### Text
────────────────────

# Forum Other Languages Germanic languages English  'Tongue-in-cheek'

## Yazeed

What does it mean (the expression, not the gesture)?

----------


## scotcher

It means to say something half seriously, or in a subtly mocking or self-mocking, or ironic way. Like a gentler form of sarcasm. 
For example: my mother-in-law is staying with us just now and isn't due to go home until new year, but my wife and her just argue all the time and it is really irritating, so each time they start I casually mention something about her air ticket being open ended, or ask whether she's looking forward to her next Aeroflot meal, or whether she's packed. That is tongue-in-cheek, she knows I'm joking but being half-serious at the same time. 
In addition, it can be used as an adjective to describe books, films etc which aren't out and out parodies, but nevertheless don't take themselves seriously. An example like Shaun of the Dead springs to mind.

----------


## tyomitch

I've also heard that the expression originates from comical actors putting their tongues in cheek to keep themselves from laughing at stage.

----------


## Yazeed

> It means to say something half seriously, or in a subtly mocking or self-mocking, or ironic way. Like a gentler form of sarcasm. 
> For example: my mother-in-law is staying with us just now and isn't due to go home until new year, but my wife and her just argue all the time and it is really irritating, so each time they start I casually mention something about her air ticket being open ended, or ask whether she's looking forward to her next Aeroflot meal, or whether she's packed. That is tongue-in-cheek, she knows I'm joking but being half-serious at the same time. 
> In addition, it can be used as an adjective to describe books, films etc which aren't out and out parodies, but nevertheless don't take themselves seriously. An example like Shaun of the Dead springs to mind.

 Gotcha.  Thanks!

----------


## Lampada

По-моему, это то же, что и "держать язык за зубами".

----------


## Rtyom

> По-моему, это то же, что и "держать язык за зубами".

 По-моему, не очень подходит.

----------

────────────────────

Excerpts from a point labeling dataset:
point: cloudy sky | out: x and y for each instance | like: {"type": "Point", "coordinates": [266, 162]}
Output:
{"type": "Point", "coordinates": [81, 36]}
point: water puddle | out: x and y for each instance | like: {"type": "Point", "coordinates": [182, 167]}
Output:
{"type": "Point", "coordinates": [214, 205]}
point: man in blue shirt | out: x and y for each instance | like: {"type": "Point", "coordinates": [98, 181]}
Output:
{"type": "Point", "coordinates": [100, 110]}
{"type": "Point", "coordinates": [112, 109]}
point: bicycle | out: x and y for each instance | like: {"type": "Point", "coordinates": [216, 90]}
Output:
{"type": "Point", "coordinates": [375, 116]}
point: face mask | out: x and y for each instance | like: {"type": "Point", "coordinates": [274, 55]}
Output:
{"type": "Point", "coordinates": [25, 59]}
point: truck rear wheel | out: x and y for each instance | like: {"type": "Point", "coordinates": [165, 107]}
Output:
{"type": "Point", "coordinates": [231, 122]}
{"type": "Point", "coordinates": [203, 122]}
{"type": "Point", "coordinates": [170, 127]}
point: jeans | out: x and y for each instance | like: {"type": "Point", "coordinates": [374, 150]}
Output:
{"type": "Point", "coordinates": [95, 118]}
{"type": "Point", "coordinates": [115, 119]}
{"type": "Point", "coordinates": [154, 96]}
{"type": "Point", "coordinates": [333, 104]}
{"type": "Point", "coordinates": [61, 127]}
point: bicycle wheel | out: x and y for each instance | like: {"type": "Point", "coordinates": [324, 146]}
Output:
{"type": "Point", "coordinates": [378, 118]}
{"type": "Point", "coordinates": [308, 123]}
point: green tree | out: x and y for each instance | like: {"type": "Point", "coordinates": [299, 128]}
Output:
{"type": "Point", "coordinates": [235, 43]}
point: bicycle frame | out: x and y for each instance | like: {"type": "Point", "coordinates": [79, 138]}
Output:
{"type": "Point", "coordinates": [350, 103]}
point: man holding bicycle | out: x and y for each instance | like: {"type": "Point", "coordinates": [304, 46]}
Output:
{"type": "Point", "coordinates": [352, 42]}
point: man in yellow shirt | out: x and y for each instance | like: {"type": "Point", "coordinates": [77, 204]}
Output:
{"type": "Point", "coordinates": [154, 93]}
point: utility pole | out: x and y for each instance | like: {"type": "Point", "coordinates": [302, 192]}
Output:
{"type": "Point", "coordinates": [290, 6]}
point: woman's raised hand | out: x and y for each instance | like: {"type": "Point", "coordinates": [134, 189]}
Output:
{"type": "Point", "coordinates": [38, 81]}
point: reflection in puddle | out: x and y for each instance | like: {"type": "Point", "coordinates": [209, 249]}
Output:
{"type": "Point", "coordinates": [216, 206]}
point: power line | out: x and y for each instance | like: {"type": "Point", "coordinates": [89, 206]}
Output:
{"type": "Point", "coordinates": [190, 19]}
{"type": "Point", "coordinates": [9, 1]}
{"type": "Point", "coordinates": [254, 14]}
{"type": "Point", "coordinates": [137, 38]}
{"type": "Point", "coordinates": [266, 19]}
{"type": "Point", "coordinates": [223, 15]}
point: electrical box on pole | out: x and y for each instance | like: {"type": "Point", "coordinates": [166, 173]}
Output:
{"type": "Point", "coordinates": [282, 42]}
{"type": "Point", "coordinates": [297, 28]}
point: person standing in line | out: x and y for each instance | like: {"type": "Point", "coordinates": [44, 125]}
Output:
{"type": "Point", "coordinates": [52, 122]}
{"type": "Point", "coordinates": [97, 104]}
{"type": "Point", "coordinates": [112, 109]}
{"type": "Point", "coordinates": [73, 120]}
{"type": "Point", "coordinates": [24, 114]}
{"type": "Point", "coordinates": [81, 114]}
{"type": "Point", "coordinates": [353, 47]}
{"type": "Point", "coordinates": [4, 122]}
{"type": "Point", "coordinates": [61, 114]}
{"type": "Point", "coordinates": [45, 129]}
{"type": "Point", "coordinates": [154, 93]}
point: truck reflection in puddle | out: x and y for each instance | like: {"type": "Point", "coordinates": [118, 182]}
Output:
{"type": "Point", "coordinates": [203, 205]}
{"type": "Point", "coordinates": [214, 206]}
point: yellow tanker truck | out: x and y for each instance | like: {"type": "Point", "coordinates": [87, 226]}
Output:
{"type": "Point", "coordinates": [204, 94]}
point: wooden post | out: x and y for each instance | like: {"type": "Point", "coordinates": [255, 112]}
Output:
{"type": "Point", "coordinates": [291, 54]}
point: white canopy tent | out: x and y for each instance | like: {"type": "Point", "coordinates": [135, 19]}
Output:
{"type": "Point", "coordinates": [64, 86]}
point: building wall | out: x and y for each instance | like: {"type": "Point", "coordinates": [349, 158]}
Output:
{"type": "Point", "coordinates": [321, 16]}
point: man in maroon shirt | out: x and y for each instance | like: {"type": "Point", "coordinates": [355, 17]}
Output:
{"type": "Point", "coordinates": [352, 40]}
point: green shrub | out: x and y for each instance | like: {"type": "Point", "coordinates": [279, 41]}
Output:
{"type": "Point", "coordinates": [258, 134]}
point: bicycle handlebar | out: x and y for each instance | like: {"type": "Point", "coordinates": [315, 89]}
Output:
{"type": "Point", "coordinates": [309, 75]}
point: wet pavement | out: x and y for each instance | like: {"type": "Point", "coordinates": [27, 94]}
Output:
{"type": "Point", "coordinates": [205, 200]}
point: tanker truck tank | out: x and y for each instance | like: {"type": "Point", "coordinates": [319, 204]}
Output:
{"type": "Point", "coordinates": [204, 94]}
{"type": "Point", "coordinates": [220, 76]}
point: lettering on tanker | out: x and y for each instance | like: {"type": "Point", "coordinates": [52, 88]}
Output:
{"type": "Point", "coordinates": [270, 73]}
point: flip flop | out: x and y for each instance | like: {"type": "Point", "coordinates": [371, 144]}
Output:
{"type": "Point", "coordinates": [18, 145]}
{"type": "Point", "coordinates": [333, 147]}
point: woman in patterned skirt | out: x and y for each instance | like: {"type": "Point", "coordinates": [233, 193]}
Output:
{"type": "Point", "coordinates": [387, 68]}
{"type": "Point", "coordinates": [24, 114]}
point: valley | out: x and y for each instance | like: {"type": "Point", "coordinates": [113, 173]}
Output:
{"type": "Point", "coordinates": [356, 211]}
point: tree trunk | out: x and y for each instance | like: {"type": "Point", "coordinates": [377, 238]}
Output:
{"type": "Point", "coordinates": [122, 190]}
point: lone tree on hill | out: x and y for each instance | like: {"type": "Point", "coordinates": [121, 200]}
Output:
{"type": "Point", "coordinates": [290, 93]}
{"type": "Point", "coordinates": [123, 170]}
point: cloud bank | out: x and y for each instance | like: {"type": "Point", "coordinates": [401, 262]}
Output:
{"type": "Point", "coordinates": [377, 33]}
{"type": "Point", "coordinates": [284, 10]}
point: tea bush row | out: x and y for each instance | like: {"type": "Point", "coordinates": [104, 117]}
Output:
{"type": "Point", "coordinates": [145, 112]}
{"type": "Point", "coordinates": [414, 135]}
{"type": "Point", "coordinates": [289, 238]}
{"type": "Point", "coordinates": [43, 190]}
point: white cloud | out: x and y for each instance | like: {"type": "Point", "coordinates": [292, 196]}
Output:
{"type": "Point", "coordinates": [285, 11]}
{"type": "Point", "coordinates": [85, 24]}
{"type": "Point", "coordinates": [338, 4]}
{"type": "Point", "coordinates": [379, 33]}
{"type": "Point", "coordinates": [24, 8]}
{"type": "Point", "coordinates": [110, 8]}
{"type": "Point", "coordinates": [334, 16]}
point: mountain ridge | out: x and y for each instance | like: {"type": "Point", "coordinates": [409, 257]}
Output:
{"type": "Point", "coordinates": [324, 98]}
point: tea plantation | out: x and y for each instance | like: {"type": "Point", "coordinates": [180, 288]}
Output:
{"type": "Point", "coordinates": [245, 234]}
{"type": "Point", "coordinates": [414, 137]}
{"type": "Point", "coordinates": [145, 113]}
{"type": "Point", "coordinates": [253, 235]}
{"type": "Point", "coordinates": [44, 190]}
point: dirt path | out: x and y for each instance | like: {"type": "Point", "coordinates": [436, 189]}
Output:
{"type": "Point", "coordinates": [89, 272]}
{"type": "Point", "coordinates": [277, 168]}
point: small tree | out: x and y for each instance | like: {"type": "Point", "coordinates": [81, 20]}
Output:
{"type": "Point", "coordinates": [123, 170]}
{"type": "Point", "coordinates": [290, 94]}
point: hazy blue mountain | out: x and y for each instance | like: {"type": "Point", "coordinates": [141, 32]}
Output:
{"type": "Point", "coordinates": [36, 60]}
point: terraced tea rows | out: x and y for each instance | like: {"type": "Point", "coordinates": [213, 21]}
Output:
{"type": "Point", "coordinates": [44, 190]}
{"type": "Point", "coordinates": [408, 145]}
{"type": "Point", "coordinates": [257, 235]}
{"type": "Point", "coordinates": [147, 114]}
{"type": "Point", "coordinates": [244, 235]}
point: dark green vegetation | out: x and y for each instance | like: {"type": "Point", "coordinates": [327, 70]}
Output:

────────────────────

### Task
Reproduce everything in the forum thread about tongue-in-cheek from "## tyomitch" down to "laughing at stage.". These records come from a source other than the forum thread.

### Answer to the task
## tyomitch

I've also heard that the expression originates from comical actors putting their tongues in cheek to keep themselves from laughing at stage.